Part of a data file
* Begin *

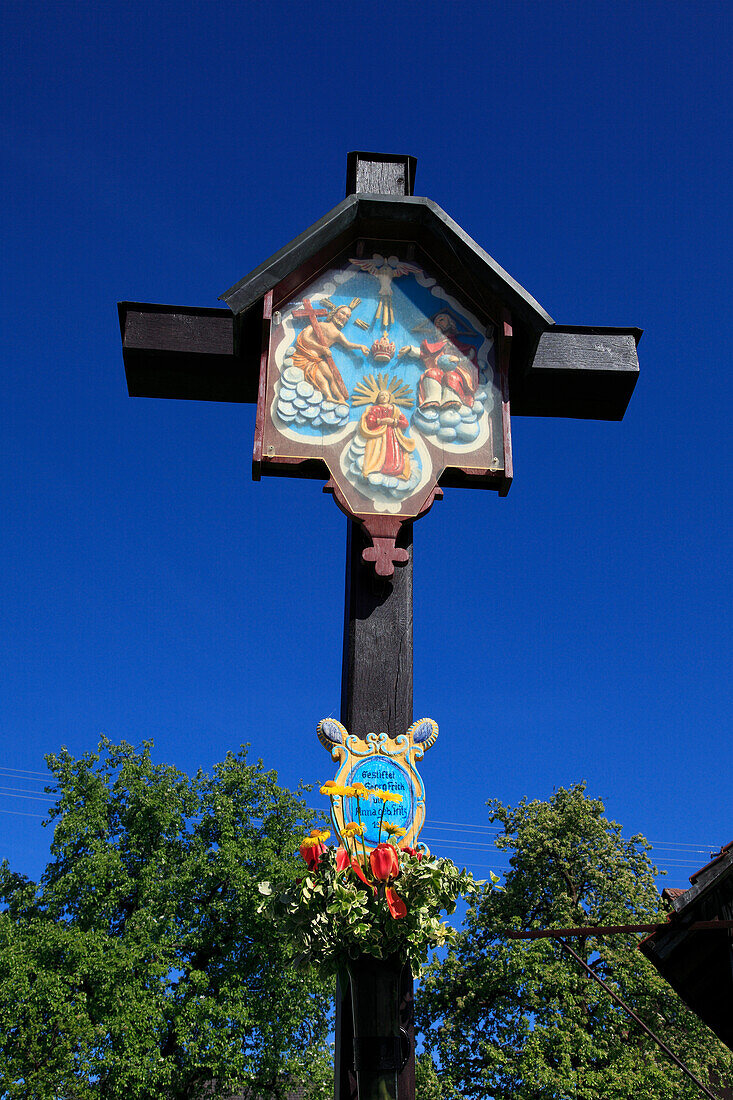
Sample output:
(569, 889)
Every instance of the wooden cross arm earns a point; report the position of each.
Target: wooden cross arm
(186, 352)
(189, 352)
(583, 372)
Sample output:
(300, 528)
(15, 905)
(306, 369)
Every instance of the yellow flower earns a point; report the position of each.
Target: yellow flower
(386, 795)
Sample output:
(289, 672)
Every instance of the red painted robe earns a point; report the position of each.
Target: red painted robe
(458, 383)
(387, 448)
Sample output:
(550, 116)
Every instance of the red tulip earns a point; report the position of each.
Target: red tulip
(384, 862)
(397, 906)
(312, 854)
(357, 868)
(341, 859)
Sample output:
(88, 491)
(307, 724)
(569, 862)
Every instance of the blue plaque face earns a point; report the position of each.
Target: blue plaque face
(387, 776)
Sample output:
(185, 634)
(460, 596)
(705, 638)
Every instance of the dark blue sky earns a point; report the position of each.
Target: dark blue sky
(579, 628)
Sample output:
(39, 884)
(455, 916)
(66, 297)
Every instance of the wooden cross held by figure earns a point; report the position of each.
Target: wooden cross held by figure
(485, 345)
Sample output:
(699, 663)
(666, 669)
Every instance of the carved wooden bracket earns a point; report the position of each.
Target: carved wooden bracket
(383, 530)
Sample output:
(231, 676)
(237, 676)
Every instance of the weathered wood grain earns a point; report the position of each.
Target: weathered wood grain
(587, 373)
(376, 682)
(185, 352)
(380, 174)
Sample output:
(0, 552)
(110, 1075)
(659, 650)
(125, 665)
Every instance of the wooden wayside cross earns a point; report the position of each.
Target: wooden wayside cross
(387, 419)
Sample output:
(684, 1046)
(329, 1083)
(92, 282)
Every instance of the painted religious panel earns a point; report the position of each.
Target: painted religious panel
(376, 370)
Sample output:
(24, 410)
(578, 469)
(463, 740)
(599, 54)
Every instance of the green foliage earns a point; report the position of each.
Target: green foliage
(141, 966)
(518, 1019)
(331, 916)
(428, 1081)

* End *

TASK REQUIREMENTS: Leave out the pictures and retype every line above exactly.

RESULT:
Sample output:
(569, 889)
Every instance of the wooden cross arm earns a point; report the position of each.
Target: wooden cross arm
(186, 352)
(189, 352)
(583, 372)
Sample output:
(300, 528)
(15, 905)
(306, 369)
Every instance of the yellow flower earns a point; report the position of each.
Target: yellow flower
(386, 795)
Sample output:
(289, 672)
Every instance of the red painted robe earns a point; report the position of each.
Target: red painted robe
(458, 383)
(387, 448)
Sample output:
(550, 116)
Every instance of the red tulip earns a point; report the position of each.
Target: red tulip
(384, 862)
(397, 906)
(312, 854)
(357, 868)
(341, 859)
Sample output:
(88, 491)
(307, 724)
(569, 862)
Every instance of the blue plaque face earns a point; report the position of each.
Target: blue plaque face
(387, 776)
Sample output:
(185, 634)
(460, 596)
(705, 638)
Every instance of the dark blue sky earns a point; report the position of each.
Target: dark blue sky
(579, 628)
Sample output:
(39, 884)
(455, 916)
(66, 297)
Every instance of the wooden cross held by figure earns a point; report the position of each.
Target: wooden cross held by figure
(485, 345)
Sample output:
(699, 663)
(666, 669)
Every instance of the carved wooden bracket earns a point; report the position of each.
Target: carved wooden bracket
(383, 530)
Sample output:
(231, 676)
(237, 676)
Every instance of the weathered wood grain earns a point; report the position of each.
Target: weathered wood grain
(587, 373)
(376, 682)
(185, 352)
(380, 174)
Sample output:
(0, 552)
(110, 1075)
(659, 650)
(125, 665)
Every instance of the wooden wayside cross earns a point; report the position of each.
Target: wooden wayside cross
(387, 419)
Sample output:
(684, 1046)
(329, 1083)
(92, 282)
Every instance of the painted religious panel earns a point; report the position of each.
Target: painted religious panel
(376, 370)
Sample output:
(24, 410)
(578, 469)
(463, 740)
(599, 54)
Every instance of the green foliage earns a point; report the position of each.
Target: green foliage
(141, 966)
(518, 1019)
(331, 916)
(428, 1081)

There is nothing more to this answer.